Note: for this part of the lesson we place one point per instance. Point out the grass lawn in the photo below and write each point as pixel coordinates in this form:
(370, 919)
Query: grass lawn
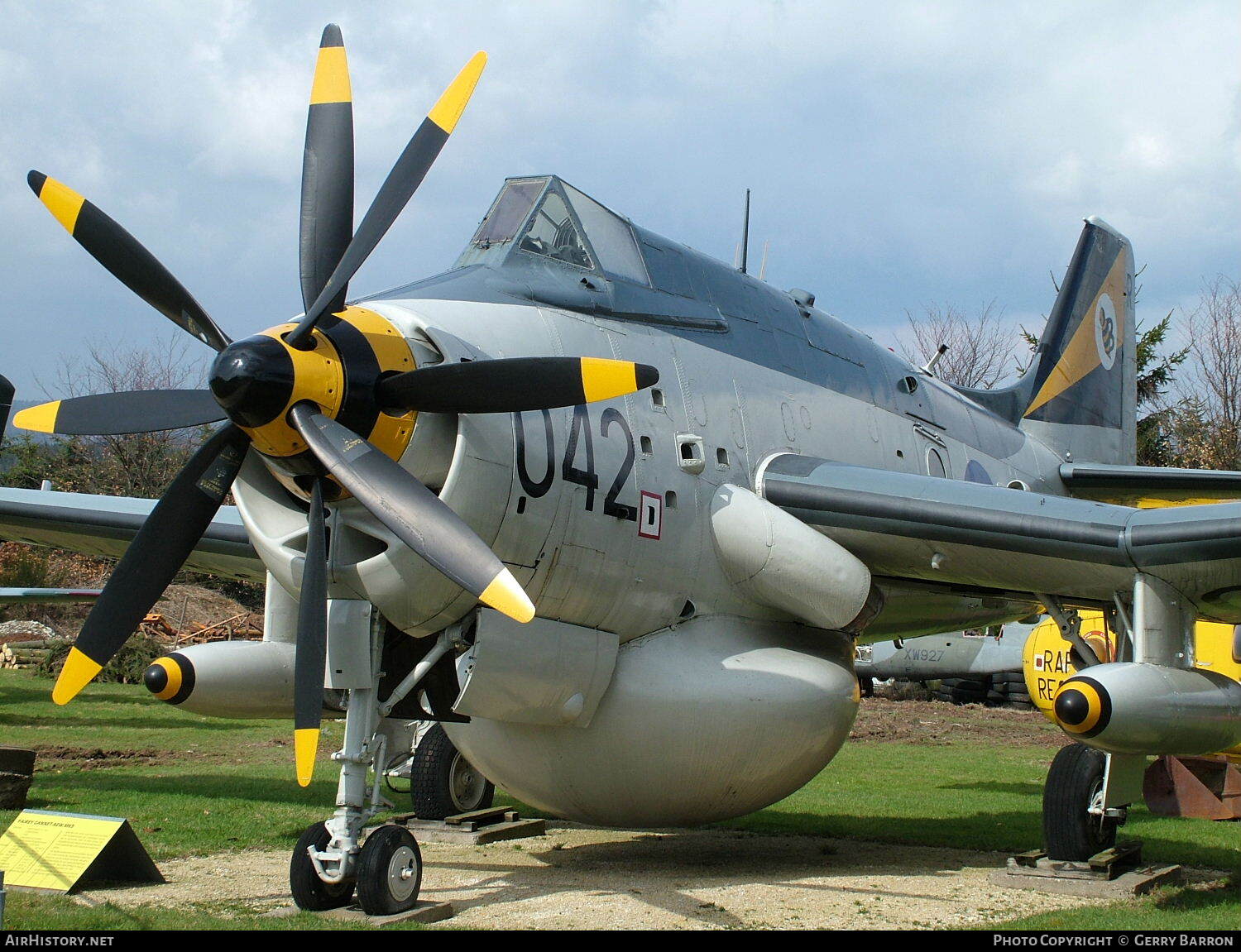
(194, 786)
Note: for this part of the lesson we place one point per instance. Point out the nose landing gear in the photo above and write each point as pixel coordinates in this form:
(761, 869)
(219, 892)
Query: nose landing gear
(332, 859)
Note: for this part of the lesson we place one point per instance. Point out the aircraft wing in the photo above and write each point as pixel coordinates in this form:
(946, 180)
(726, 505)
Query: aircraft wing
(47, 596)
(104, 525)
(955, 533)
(1149, 486)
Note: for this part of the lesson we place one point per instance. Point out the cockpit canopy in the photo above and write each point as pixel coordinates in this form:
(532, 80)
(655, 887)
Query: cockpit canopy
(549, 218)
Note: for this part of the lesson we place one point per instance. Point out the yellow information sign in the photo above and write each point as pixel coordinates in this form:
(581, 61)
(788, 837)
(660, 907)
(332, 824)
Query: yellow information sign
(56, 852)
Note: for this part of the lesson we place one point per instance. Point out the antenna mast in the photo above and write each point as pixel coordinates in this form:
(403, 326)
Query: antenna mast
(745, 235)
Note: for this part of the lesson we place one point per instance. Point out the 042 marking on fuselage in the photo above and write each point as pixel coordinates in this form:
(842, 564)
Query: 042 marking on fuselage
(580, 433)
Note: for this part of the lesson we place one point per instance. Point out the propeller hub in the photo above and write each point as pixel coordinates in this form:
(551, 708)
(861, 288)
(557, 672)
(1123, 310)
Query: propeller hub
(258, 379)
(253, 380)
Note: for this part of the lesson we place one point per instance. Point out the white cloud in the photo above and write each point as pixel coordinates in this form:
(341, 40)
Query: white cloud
(898, 153)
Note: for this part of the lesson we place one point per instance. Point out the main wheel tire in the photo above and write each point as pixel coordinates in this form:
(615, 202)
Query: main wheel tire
(442, 782)
(389, 872)
(1070, 832)
(309, 892)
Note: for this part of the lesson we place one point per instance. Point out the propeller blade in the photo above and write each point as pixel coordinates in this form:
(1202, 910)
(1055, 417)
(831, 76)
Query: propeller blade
(513, 384)
(416, 515)
(128, 261)
(396, 191)
(153, 557)
(134, 411)
(327, 173)
(312, 647)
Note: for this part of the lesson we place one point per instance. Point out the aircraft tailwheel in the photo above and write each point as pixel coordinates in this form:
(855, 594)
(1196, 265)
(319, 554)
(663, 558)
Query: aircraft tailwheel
(1075, 782)
(389, 872)
(309, 892)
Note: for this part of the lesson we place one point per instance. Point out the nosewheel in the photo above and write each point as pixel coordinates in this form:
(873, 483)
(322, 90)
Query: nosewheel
(309, 892)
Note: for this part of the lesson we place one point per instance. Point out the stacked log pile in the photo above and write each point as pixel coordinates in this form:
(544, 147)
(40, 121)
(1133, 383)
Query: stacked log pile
(27, 644)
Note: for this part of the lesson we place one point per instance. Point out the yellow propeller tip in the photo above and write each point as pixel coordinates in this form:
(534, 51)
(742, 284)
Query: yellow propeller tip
(305, 749)
(605, 379)
(506, 595)
(60, 199)
(39, 419)
(77, 673)
(447, 112)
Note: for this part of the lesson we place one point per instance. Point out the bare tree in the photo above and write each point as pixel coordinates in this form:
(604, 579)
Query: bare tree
(141, 464)
(980, 347)
(1206, 421)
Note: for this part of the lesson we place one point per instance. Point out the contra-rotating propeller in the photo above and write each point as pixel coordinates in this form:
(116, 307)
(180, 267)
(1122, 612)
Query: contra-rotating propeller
(290, 391)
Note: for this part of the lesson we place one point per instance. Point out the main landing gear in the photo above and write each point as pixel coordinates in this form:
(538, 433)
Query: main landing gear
(1075, 825)
(332, 860)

■ ■ ■

## WHAT TO DO
Your copy should hold all the data word for word. It should hold no pictures.

## OUTPUT
Note: for this part of the lesson we place one point per instance. Point out the grass lawn in the photo below and write each point as pixel coordinates in this form:
(370, 919)
Query: grass lawn
(194, 786)
Note: for this part of the lesson we place one point per instance. Point out the nose landing gear in the photo above and write each point as pixel coordinates in this form:
(761, 869)
(219, 892)
Query: nose landing gear
(332, 859)
Note: for this part of the lesson we place one point per instance. Point out the aircraft wing in the photo above and write each point as pixel coordinates in this form:
(946, 180)
(726, 505)
Query: aircraft wing
(47, 596)
(104, 525)
(955, 533)
(1149, 486)
Note: for this part of the lesson we place one point per instance. Point out the cockpit canopy in the photo above and write each point as pixel coordinates in this form:
(532, 80)
(655, 887)
Query: cockpit canopy
(549, 218)
Note: for this part of the lesson we place one point per instance. Point out the yellow information sign in the photo above and write each point as pixel coordinates in this form:
(581, 61)
(788, 837)
(660, 907)
(332, 824)
Query: yellow information sign
(56, 852)
Note: for this part of the lesson we place one point per instance. Point out the antenna mast in the photo above and write each point as pixel coordinates in this form:
(403, 326)
Query: antenna mast
(745, 235)
Note: for this part of the lesson we place one point per instance. Point out the 042 marking on fuselage in the photo above and write each point as pixel coordinates in this form:
(842, 564)
Query: 042 marking on fuselage
(580, 433)
Note: for this part of the lesson we place one point per instance. Point out the propeller hub in the photo above and write each point as pixel coordinates in this form:
(551, 708)
(861, 288)
(557, 672)
(1123, 310)
Query: propeller hub
(258, 379)
(253, 380)
Note: for this part of the lesson we place one point per instance. Point out the white cloud in the photo above and write each point as pixel coordinates in this form:
(341, 40)
Query: white cloud
(898, 153)
Note: for this part of the lesson we place one point per instance. Point out the main wheel tire in the photo above and write each point as pixel coordinates in this form:
(615, 202)
Query: main wheel tire
(442, 782)
(389, 872)
(1070, 832)
(309, 892)
Note: for this part of the lesson we place one point per instance. Point out the propeller blade in the photo above and write each point as pixel coordinates in this form:
(1202, 910)
(1055, 417)
(831, 76)
Query: propeller blade
(513, 384)
(416, 515)
(128, 261)
(396, 191)
(153, 557)
(134, 411)
(327, 173)
(312, 647)
Note: for this part of the lesson we place one point per instance. Point out the aircraft tailwheel in the photo above and write each point as pixel coordinates in this form:
(855, 594)
(1196, 265)
(319, 554)
(663, 558)
Query: aircraft tailwheel
(1075, 782)
(389, 872)
(309, 892)
Note: for this part of the lesson we place one point per instance. Point out the nosewheel in the photo above and write each point as pixel coordinates in this form:
(873, 483)
(322, 90)
Query: nosewheel
(309, 892)
Note: for this part of the lesson we place one point per instance. Point out the stacked log pile in the photo above and write each point as pixel coordinates in this form:
(544, 147)
(40, 121)
(1133, 383)
Query: stacked log pile
(27, 644)
Note: for this part of the lesson we place one point per instance. Point out the yellow propeller tip in the photo above and write each point as pixel coordinates in this form:
(534, 51)
(742, 284)
Query: yellow propeller tip
(305, 749)
(605, 379)
(506, 595)
(60, 199)
(39, 419)
(77, 673)
(447, 112)
Note: for this part of the lesson we place one point per instance. Point out the bare tree in the photo above and write each point as pixel coordinates in this form:
(604, 579)
Query: bare tree
(141, 464)
(980, 347)
(1206, 421)
Note: for this part of the lesson we place one point per instance. Point out the contra-rotating propeller in the photo above and write each point as pixel coordinates in this form:
(116, 307)
(180, 267)
(1122, 612)
Query: contra-rotating propeller
(290, 391)
Note: for this part of the lesson we place one point per instance. Point out the main landing gear in the photo above and write each point as pixel coordinates in this form:
(538, 433)
Query: main landing gear
(1075, 825)
(332, 860)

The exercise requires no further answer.